O que se espera: Reproduza, sem qualquer alteração, a passagem do texto sobre o sábio que vai de "Seja um imperador" a "virtuosas e sábias.".

Trecho original:
Seja um imperador como Marco Aurélio ou um escravo como Epicteto, o sábio será o mesmo no que se refere à compreensão perfeita das coisas e à impassibilidade diante das dificuldades da vida. No entanto, suas atitudes podem ser diferentes, em razão das diversas circunstâncias de cada um, mas as ações são igualmente virtuosas e sábias.

O sábio, na condição de escravo, vai agir virtuosamente como um escravo, e um imperador, como imperador, diante dos desafios de cada momento.

Então, não existe, externamente falando, algo que possa diferenciar o sábio de uma pessoa comum. Nesse sentido, o sábio não será necessariamente mais bem-sucedido profissional ou financeiramente que as outras pessoas. Se um ex-escravo e um imperador podem ser considerados aptos à sabedoria, qualquer outra pessoa também pode.

Material fornecido:
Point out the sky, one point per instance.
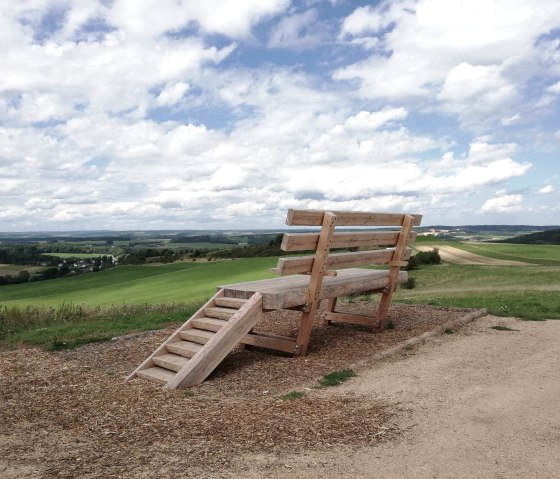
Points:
(221, 114)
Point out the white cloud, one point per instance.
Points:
(510, 120)
(472, 55)
(172, 93)
(298, 31)
(546, 190)
(503, 204)
(155, 17)
(366, 120)
(147, 115)
(554, 88)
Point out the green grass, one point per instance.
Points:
(336, 378)
(77, 255)
(201, 245)
(175, 282)
(70, 326)
(14, 269)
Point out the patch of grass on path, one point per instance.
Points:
(336, 378)
(503, 328)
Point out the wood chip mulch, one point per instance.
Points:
(69, 414)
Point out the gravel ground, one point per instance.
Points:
(70, 415)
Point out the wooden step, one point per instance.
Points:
(208, 324)
(199, 336)
(184, 348)
(220, 313)
(234, 303)
(157, 374)
(173, 362)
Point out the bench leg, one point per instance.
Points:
(383, 307)
(304, 333)
(331, 306)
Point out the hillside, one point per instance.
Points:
(542, 237)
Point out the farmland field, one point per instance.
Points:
(535, 254)
(14, 269)
(77, 255)
(175, 282)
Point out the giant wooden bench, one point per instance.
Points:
(194, 350)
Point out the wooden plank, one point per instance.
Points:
(348, 218)
(315, 283)
(234, 303)
(157, 374)
(161, 349)
(184, 348)
(361, 319)
(399, 255)
(173, 362)
(219, 312)
(291, 291)
(270, 341)
(220, 345)
(209, 324)
(200, 336)
(365, 239)
(303, 264)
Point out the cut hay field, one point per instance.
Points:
(547, 255)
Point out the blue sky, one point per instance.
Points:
(174, 114)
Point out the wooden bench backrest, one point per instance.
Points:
(325, 240)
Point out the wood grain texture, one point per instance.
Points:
(363, 239)
(216, 349)
(348, 218)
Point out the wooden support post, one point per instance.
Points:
(331, 306)
(315, 282)
(396, 264)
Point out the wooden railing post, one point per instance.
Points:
(315, 282)
(395, 267)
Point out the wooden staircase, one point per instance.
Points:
(196, 348)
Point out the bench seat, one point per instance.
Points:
(292, 291)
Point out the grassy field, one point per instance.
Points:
(536, 254)
(76, 255)
(14, 269)
(93, 307)
(175, 282)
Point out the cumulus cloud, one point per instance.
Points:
(545, 190)
(469, 55)
(503, 204)
(166, 114)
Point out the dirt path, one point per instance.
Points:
(480, 403)
(458, 256)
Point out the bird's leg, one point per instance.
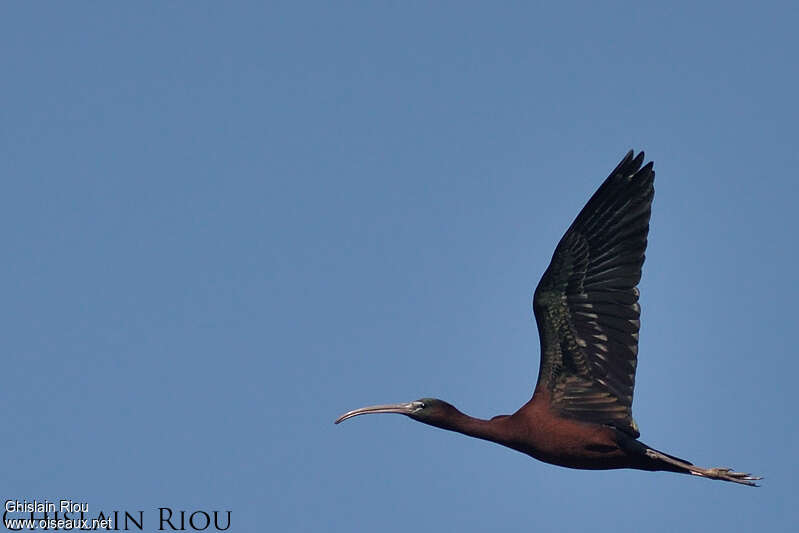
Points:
(724, 474)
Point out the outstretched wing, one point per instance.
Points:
(586, 304)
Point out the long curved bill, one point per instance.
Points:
(399, 408)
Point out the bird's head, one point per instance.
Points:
(428, 410)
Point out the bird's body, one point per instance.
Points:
(587, 312)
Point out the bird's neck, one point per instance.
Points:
(493, 430)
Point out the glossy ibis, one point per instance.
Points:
(587, 312)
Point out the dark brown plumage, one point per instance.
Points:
(587, 312)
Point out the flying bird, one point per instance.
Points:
(587, 312)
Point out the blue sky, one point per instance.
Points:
(226, 224)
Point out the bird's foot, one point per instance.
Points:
(723, 474)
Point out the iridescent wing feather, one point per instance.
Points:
(586, 304)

Resposta do exercício:
Seja um imperador como Marco Aurélio ou um escravo como Epicteto, o sábio será o mesmo no que se refere à compreensão perfeita das coisas e à impassibilidade diante das dificuldades da vida. No entanto, suas atitudes podem ser diferentes, em razão das diversas circunstâncias de cada um, mas as ações são igualmente virtuosas e sábias.